> **Given problem**:
Only the lines from the one containing "Mark each instance of the herringbone" through the end of the data below should be copied, each exactly as written and with both ends kept.

> **Provided records**:

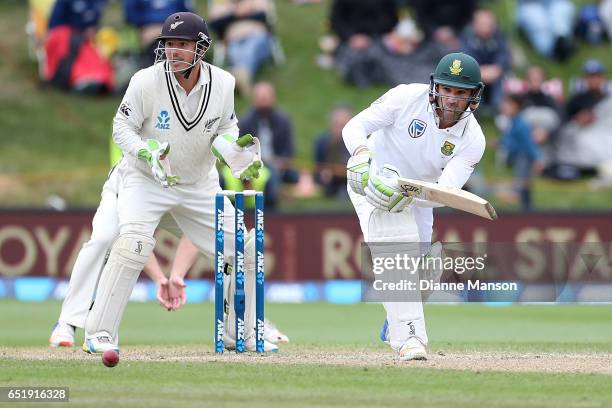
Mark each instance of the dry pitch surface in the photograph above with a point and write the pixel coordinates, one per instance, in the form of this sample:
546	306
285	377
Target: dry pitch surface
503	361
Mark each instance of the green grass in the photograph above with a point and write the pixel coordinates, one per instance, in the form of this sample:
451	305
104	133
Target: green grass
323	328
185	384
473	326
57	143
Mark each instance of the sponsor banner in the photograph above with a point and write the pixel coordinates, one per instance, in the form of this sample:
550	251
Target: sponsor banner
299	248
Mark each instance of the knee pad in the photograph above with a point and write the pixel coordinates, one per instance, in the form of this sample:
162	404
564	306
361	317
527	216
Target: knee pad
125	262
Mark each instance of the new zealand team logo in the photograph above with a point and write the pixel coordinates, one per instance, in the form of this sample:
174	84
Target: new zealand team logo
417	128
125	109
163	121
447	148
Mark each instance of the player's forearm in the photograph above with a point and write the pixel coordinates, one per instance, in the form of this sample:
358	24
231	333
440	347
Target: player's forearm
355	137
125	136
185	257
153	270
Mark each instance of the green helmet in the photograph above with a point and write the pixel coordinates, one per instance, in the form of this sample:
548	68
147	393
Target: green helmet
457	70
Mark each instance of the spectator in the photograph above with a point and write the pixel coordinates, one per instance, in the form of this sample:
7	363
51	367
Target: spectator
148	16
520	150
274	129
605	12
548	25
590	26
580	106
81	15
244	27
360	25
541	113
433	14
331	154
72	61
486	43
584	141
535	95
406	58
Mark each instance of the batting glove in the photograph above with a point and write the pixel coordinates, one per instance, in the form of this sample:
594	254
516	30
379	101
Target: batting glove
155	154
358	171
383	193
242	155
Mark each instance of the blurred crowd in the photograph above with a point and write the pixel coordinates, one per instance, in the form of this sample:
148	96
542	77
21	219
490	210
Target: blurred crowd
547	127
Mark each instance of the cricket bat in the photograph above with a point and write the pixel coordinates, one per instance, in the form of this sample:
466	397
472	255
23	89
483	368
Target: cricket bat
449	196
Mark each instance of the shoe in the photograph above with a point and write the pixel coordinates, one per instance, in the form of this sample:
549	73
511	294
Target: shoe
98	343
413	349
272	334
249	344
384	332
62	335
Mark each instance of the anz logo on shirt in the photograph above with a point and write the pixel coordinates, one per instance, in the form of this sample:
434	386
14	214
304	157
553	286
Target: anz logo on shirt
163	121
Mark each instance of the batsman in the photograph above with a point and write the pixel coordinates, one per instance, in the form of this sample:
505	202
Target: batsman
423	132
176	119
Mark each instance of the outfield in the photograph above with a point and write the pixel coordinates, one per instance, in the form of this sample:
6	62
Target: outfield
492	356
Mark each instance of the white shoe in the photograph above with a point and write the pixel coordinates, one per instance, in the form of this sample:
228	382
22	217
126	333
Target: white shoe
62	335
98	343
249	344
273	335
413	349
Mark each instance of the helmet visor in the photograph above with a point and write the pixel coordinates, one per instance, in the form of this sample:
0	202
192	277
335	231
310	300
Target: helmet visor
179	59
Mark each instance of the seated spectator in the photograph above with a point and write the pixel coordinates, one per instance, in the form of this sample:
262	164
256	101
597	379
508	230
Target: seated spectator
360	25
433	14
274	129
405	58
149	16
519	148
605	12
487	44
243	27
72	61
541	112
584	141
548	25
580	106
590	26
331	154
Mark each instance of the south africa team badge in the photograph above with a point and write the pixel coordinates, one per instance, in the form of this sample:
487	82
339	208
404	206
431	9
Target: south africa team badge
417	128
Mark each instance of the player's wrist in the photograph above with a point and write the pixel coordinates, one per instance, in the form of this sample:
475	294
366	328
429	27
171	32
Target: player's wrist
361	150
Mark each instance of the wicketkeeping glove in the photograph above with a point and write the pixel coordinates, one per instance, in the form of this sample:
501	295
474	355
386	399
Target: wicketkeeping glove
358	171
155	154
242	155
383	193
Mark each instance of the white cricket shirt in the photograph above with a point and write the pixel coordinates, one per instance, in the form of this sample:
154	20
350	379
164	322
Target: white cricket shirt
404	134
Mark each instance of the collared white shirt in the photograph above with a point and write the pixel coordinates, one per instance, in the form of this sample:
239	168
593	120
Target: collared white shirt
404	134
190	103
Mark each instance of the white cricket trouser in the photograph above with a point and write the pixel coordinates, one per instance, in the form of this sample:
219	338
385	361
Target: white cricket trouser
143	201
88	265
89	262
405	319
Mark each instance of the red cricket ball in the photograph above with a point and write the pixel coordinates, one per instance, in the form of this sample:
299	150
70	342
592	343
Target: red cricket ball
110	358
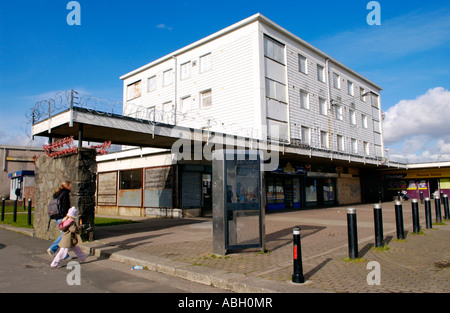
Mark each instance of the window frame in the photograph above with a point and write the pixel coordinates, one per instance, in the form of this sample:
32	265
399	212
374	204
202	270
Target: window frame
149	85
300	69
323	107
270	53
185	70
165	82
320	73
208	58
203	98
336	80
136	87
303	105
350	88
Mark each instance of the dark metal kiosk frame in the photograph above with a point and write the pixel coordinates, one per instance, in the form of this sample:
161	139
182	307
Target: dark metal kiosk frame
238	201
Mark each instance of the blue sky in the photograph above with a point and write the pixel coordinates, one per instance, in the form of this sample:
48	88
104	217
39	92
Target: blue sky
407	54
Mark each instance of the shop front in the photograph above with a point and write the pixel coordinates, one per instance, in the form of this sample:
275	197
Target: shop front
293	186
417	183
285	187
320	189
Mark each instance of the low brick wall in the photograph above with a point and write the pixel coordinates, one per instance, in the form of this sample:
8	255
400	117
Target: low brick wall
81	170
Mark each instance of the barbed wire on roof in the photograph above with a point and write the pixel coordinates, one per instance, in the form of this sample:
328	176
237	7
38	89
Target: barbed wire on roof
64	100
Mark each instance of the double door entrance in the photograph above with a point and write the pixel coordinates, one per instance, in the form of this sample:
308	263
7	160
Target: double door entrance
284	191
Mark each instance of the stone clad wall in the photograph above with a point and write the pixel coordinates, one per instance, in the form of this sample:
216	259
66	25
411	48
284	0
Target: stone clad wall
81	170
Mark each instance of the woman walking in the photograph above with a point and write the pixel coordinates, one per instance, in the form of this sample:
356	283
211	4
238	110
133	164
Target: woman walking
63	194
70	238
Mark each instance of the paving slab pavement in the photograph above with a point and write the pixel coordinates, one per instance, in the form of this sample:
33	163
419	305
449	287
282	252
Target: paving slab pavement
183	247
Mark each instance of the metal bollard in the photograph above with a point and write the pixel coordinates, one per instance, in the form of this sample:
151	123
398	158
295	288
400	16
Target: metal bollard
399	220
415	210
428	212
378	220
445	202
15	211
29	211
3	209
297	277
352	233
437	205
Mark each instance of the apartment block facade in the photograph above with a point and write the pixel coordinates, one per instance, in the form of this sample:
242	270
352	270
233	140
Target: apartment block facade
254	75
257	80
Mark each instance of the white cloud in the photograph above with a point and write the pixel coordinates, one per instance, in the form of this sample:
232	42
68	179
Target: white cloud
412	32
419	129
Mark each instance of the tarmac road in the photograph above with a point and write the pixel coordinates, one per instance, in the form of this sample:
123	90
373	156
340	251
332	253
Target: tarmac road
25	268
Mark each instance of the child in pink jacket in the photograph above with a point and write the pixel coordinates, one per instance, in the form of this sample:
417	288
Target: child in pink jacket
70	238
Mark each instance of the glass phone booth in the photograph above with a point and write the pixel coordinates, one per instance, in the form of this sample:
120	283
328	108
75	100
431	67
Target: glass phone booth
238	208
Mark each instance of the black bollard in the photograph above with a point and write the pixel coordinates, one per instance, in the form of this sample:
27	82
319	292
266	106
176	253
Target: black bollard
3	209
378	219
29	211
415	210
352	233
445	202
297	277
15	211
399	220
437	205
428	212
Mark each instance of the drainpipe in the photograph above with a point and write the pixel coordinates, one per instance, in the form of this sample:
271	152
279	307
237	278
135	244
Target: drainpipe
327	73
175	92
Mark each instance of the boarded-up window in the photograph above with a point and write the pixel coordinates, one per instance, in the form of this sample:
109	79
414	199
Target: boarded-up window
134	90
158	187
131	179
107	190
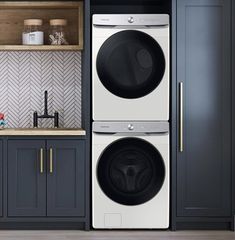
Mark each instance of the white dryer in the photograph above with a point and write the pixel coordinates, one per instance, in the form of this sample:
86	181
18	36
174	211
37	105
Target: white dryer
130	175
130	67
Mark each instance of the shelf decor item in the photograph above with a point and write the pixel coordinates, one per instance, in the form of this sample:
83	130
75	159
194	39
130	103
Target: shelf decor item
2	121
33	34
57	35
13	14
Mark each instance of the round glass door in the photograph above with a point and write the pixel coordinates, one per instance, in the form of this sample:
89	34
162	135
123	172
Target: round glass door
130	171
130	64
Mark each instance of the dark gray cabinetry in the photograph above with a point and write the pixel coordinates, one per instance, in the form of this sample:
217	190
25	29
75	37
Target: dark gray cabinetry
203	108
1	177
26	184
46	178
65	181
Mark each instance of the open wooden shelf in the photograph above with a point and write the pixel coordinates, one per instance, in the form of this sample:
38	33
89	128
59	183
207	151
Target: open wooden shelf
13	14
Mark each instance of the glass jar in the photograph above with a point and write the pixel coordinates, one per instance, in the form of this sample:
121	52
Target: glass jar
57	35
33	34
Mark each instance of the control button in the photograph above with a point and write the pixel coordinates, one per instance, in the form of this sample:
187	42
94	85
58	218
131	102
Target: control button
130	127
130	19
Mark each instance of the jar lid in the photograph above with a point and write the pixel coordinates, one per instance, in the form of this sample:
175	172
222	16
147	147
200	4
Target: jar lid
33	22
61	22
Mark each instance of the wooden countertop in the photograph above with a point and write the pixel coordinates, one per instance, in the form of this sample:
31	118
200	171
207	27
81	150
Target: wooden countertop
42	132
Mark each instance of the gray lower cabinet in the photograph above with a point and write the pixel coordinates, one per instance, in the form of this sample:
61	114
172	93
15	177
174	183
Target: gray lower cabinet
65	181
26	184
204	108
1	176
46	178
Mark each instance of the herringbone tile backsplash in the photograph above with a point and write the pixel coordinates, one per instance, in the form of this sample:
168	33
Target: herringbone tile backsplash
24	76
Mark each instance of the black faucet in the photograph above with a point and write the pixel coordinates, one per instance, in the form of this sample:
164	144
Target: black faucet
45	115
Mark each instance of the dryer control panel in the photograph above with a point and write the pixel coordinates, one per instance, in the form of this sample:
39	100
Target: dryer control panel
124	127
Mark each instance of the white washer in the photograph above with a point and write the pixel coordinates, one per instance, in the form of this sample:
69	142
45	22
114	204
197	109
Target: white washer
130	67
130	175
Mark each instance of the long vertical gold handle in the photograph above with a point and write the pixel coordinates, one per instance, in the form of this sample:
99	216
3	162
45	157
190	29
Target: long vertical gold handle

> **Written solution**:
Mark each instance of the herringbone tile backsplash in the photograph above with a point and write the pixel coordinates, one per instance, in the form of this sample:
168	33
Target: herringbone tile backsplash
24	76
Mark each instance of the black faucet in the photograph above with a point and write the pixel coordinates, one per instance, in the form of this sample:
164	144
Target: black faucet
45	115
Mark each instance of the dryer control panel in the photograph above with a point and write the pixel coordinates, one per instance, in the form of this sample:
39	100
Target: dryer control panel
124	127
Mark each instance of the white washer in the photograph above with a point and write the pixel coordinates, one per instance, in the form of this sample:
69	142
45	22
114	204
197	109
Target: white washer
130	67
130	175
Mark each instance of the long vertical gold handle in the photograph above with a point and write the pixel coordinates, one per instance, in the form of this sample:
99	216
3	162
45	157
190	29
Target: long vertical gold handle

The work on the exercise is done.